PASSAGE SHOWN »
Monday, June 21, 2021

If you live in Wis burbs, you're not likely to win under stimulus or WisGOP funding scheme

After WisGOPs on Joint Finance revised their K-12 spending plans to avoid blowing $2.3 billion in stimulus funds from DC, Wisconsin school superintendents were saying it's not enough. And that's because the added "state spending" to qualify for the stimulus isn't going to go for the schools. Here's more detail from a Capitol rally in Madison demanding more for K-12 in 2021, to make up for years of underfunding.

INSTRUCTIONS TO FOLLOW » Extract the full piece on Wisconsin K-12 funding and the federal stimulus, word for word. The lines play no part in this.

SUPPLIED INFORMATION »
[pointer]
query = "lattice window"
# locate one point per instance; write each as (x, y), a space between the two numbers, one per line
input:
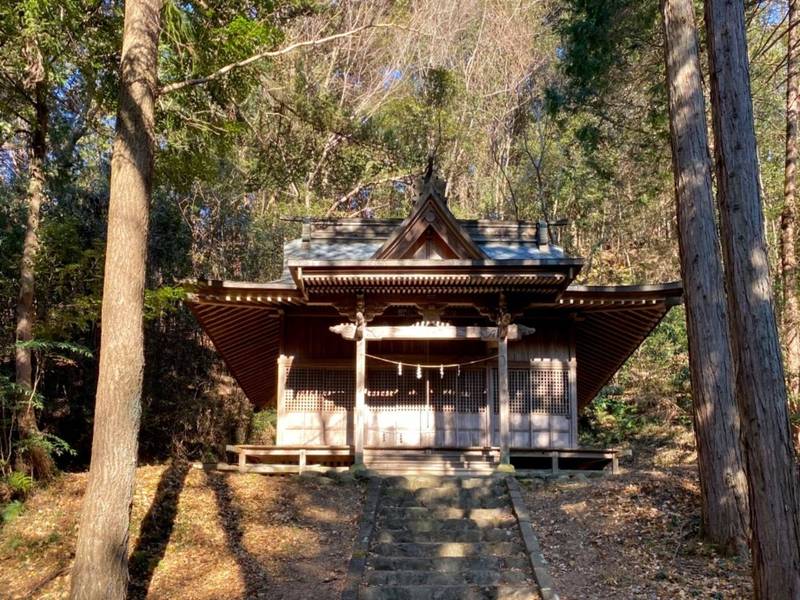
(319, 390)
(542, 391)
(463, 392)
(388, 391)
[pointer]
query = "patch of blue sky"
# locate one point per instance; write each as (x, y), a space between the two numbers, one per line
(390, 77)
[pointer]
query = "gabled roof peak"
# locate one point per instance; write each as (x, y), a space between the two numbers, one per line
(431, 231)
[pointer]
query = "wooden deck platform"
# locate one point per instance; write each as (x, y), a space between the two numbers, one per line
(296, 459)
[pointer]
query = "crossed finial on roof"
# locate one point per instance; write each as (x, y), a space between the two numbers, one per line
(430, 182)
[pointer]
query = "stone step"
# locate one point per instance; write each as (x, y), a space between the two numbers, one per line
(431, 524)
(438, 578)
(397, 536)
(498, 517)
(431, 462)
(454, 592)
(445, 549)
(435, 472)
(449, 564)
(436, 498)
(467, 504)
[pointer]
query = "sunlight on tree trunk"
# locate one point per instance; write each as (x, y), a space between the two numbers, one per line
(35, 458)
(760, 385)
(101, 559)
(791, 302)
(723, 483)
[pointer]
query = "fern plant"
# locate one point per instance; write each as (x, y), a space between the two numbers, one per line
(19, 482)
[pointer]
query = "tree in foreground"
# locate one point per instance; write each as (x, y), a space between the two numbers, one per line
(101, 558)
(760, 386)
(791, 301)
(723, 482)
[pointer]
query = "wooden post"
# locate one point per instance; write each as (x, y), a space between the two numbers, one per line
(283, 363)
(505, 409)
(359, 414)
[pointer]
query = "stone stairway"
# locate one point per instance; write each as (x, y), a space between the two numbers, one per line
(446, 539)
(453, 462)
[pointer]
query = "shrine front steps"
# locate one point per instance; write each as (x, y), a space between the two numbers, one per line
(446, 538)
(439, 463)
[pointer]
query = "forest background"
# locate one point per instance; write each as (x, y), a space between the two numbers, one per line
(531, 108)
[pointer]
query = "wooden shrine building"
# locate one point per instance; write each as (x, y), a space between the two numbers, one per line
(430, 333)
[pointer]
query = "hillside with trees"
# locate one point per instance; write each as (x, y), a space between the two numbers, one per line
(149, 143)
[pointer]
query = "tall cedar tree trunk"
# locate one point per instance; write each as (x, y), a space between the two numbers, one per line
(723, 483)
(37, 459)
(101, 558)
(791, 306)
(760, 386)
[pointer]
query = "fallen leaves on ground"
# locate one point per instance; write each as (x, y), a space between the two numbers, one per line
(197, 536)
(632, 536)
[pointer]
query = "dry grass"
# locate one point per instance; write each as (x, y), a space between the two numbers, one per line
(636, 535)
(197, 536)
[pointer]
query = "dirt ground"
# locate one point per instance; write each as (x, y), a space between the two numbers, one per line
(635, 535)
(197, 536)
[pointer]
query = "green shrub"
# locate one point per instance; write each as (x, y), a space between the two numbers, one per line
(263, 427)
(20, 483)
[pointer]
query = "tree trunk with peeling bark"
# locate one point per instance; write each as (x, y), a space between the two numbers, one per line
(101, 560)
(35, 458)
(760, 384)
(791, 302)
(723, 483)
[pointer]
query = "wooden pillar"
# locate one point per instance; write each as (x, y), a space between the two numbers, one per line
(359, 413)
(284, 362)
(502, 394)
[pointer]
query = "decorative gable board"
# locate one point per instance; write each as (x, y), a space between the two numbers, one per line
(430, 232)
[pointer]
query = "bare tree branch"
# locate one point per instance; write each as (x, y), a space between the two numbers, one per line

RESULT »
Monday, June 21, 2021

If you live in Wis burbs, you're not likely to win under stimulus or WisGOP funding scheme

After WisGOPs on Joint Finance revised their K-12 spending plans to avoid blowing $2.3 billion in stimulus funds from DC, Wisconsin school superintendents were saying it's not enough. And that's because the added "state spending" to qualify for the stimulus isn't going to go for the schools. Here's more detail from a Capitol rally in Madison demanding more for K-12 in 2021, to make up for years of underfunding.